Entries supplied:
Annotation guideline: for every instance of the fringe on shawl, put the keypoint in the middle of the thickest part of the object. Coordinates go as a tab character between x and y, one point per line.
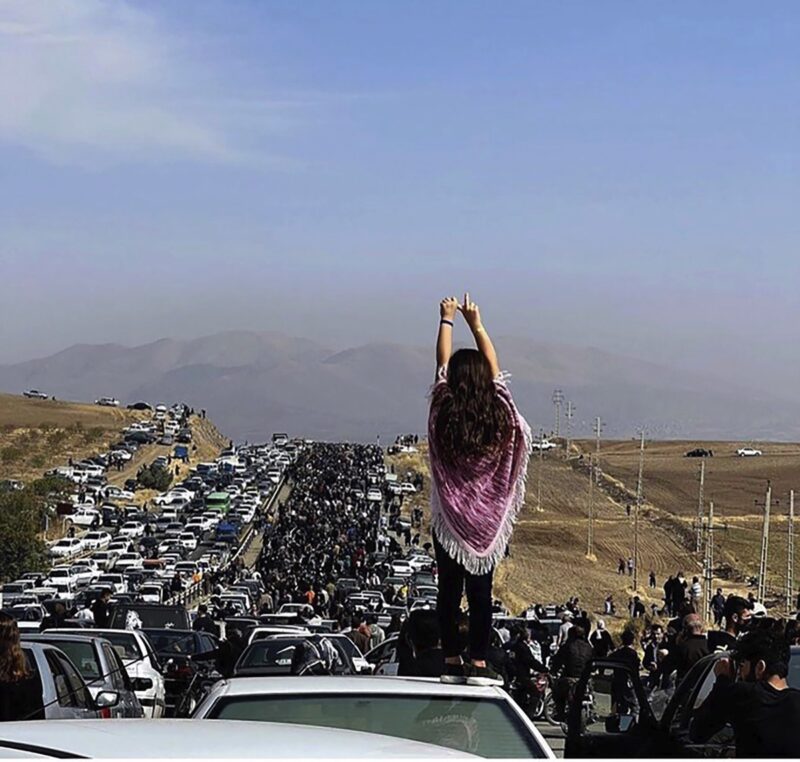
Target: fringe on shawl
473	563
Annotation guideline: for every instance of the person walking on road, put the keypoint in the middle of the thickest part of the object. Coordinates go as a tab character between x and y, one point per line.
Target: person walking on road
479	446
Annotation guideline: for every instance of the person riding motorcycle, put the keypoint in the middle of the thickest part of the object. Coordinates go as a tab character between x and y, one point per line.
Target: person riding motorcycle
570	660
527	659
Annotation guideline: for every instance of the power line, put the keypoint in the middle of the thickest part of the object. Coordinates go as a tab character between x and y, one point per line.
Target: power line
539	470
597	428
708	560
590	538
636	516
699	537
790	557
762	566
558	399
570	413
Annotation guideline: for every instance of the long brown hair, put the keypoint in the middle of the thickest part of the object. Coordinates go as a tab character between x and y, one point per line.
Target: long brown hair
12	660
472	419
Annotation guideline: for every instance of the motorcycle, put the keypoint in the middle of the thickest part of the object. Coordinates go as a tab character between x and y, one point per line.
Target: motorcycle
532	697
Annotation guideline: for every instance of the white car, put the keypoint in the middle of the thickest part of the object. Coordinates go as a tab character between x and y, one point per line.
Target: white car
96	540
35	394
463	718
199	524
114	582
61	575
132	529
420	562
105	559
402	568
112	492
84	517
84	574
187	540
142	667
67	547
129	561
748	452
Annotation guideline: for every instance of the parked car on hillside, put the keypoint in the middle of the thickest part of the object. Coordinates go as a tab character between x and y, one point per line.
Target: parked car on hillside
35	394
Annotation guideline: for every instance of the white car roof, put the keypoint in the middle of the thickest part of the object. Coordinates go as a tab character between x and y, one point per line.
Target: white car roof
429	686
189	739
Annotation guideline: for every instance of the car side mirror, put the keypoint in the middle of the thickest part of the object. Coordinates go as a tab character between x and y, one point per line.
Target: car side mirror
620	723
107	699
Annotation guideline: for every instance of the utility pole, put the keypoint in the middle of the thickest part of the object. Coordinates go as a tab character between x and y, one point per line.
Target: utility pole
790	557
597	428
699	538
590	538
762	567
636	516
708	561
558	399
539	473
570	413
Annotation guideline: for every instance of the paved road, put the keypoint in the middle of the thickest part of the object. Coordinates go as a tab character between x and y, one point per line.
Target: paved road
251	555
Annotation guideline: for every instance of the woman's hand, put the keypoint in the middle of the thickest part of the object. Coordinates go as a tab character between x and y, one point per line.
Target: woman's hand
448	308
471	313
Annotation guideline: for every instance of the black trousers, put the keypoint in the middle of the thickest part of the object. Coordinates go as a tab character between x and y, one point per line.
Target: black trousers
453	579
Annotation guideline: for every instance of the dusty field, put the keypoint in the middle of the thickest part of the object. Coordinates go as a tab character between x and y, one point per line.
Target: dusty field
548	561
36	435
671	480
736	485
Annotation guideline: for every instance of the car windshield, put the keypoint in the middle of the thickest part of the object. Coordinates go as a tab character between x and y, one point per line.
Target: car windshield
172	642
124	644
269	653
83	656
486	727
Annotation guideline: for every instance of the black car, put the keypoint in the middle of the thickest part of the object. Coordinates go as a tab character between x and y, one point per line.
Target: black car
278	655
654	725
699	452
183	678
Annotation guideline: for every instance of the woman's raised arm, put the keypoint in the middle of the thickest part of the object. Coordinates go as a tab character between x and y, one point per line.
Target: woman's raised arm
444	341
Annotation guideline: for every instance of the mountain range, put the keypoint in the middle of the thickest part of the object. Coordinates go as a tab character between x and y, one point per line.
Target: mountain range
255	383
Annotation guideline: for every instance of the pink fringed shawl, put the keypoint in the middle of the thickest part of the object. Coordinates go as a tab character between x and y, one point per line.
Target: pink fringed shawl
474	504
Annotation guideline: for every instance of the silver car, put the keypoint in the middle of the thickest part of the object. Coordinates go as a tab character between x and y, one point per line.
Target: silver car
64	692
99	665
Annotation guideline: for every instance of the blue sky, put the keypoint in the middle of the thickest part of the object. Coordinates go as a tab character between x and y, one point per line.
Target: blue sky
617	174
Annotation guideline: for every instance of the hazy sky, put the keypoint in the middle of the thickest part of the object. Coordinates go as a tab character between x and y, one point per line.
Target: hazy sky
617	174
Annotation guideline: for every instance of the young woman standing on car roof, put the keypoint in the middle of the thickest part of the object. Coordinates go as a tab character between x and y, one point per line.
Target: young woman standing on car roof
479	446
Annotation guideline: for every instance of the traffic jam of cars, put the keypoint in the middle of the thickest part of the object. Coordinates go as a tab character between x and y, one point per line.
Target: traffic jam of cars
209	605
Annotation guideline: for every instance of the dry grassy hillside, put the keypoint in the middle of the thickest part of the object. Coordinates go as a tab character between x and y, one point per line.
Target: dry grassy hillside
37	435
548	561
671	484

Task prompt:
Print the records word for word and exclude any picture they hold.

Solution for this task:
Annotation guideline: for every instance of the fringe on shawl, put the keypoint in the middle of the thickest part of the object. Coordinates go as a tab character between x and y, one point per line.
Target: fringe on shawl
473	563
Annotation guideline: for every instance of the person walking on road, put the keypoint in the middle of the thickest part of the object. Coordinates go as a tab character between x and y, one point per line.
Target: person walking on road
479	446
Annotation guideline: for every instance of the person riding motorcycle, put the keypoint in the middle of the thickest part of the object. Coordinates go as a tab character between x and y, one point per line.
Target: person riding motorcycle
570	660
527	659
Annotation guideline: for every instance of the power line, put the keypoint in the middle of the thickest part of the object. Coordinates go as a tab character between x and y, one point per line.
Target: power line
539	470
597	428
708	560
590	538
636	516
699	537
790	557
762	566
558	399
570	413
Annotation guideline: for every instance of the long brown hair, put the keypoint in the middle of the thickest part of the object. Coordinates go as a tab character between x and y, one point per line.
Target: long brown hair
12	660
472	419
Annotation guideline: for every instance of the motorcycle, put the keypoint in the middle of the thickest part of the object. Coordinates go as a tab character between x and y, one point per line.
Target: motorcycle
532	697
Annotation guideline: for every instance of the white car, put the keypoint in the middle of the thickest part of the object. Coordinates go as a tab character between x and y, one point per line.
Target: white car
96	540
35	394
463	718
199	524
114	582
61	575
132	529
420	562
105	559
402	568
112	492
84	517
84	574
187	540
142	667
67	547
129	561
748	452
Annotation guideline: for every instance of the parked car on hillside, put the keypoint in the middle of the thickest part of the object. Coordinates go as a tab character between x and y, one point per line.
Target: parked car on hillside
35	394
Annotation guideline: for every instance of the white car roof, put the keypoint in the middle of the thickest part of the object. Coordinates go as a tab character between x and y, one point per line.
Target: white car roof
429	686
189	739
Annotation guideline: for every instance of the car side mirror, put the keypoint in the middle of the thickest part of the object. Coordinates go as a tab character between x and y, one point per line.
Target: car side mirror
620	723
107	699
Annotation guideline: for every instance of the utility pole, put the keypoint in the middle of the thickest part of the object. Coordinates go as a tab character between x and y, one point per line.
Target: utility pole
790	557
597	428
699	538
590	538
762	567
636	516
708	561
558	399
539	473
570	413
Annotation guideline: for every instance of the paved road, put the keypoint in the middle of the thickest part of the object. Coordinates go as a tab character between x and y, one point per line.
Target: paved road
251	555
Annotation guideline: for every instance of the woman's hand, put the keypoint in the middle of the thickest part of the object. Coordinates go as a tab character between x and y, one point per line.
Target: woman's hand
448	308
471	313
Annotation guideline: for every instance of the black trousers, put the keypoint in the middle of the thickest part of the object. Coordinates go as a tab character between x and y, one point per line.
Target: black trousers
453	579
Annotation guideline: for every instance of the dusty field, put the keypoint in the middle of the thickest part of the object. Coordinates go as a tab character between x and y, one point per line.
Target: dusty field
548	561
36	435
671	480
736	485
Annotation guideline: for every instance of the car windshield, put the keypoint in the middle of the thickest part of the object. Coordinates go as a tab character between x and y, one point per line.
Target: car windshield
172	642
124	644
269	653
83	656
486	727
Annotation guideline: for every instance of the black car, put the keypoint in the middle of the thickest part of the object. Coordinates go as a tab character between x and y, one point per line.
Target: black car
278	655
654	725
699	452
183	678
Annotation guideline: for every instance of the woman's raised arm, put the keypoint in the middle of the thickest part of the object. Coordinates go as a tab character between x and y, one point per line.
Target: woman's raised arm
444	341
Annotation guideline: for every instance of the mountain range, put the keypoint in the middle of the thickest part of the object. Coordinates go as a tab character between x and y, one point per line.
Target: mountain range
255	383
Annotation guideline: for every instance of the pink fringed shawl, put the keypoint in the middle of the thickest part of the object. Coordinates go as a tab character between x and y, one point per line.
Target: pink fringed shawl
474	504
Annotation guideline: for every instance of the silver car, put the keypoint in the middle of the thickest part of the object. Coordinates go as a tab character between x and y, one point per line.
Target: silver car
64	692
99	665
Annotation guideline: for every instance of the blue sky, put the keypoint in the middle of the thickest part of the object. Coordinates go as a tab character between x and y, one point per line.
Target: blue sky
617	174
Annotation guideline: for every instance of the hazy sky, put the keypoint in the middle of the thickest part of the object. Coordinates go as a tab character between x and y, one point per line.
Target: hazy sky
617	174
Annotation guideline: for every instance of the young woman standing on car roof, put the keypoint in the middle of the thickest part of the object. Coordinates go as a tab character between x and y, one point per line.
Target: young woman standing on car roof
479	446
Annotation guideline: for every instance of the traffic jam of cars, put the keypoint in the middle of the thickest part of the object. Coordinates go as a tab character between x and y, one point per line.
Target: traffic jam of cars
209	605
Annotation guideline: for every instance of the dry grassy hillside, put the keypoint in the middle of the thickest part of the object. Coordinates go as a tab character between x and y, one point per line.
Target: dry grassy hillside
37	435
548	561
671	484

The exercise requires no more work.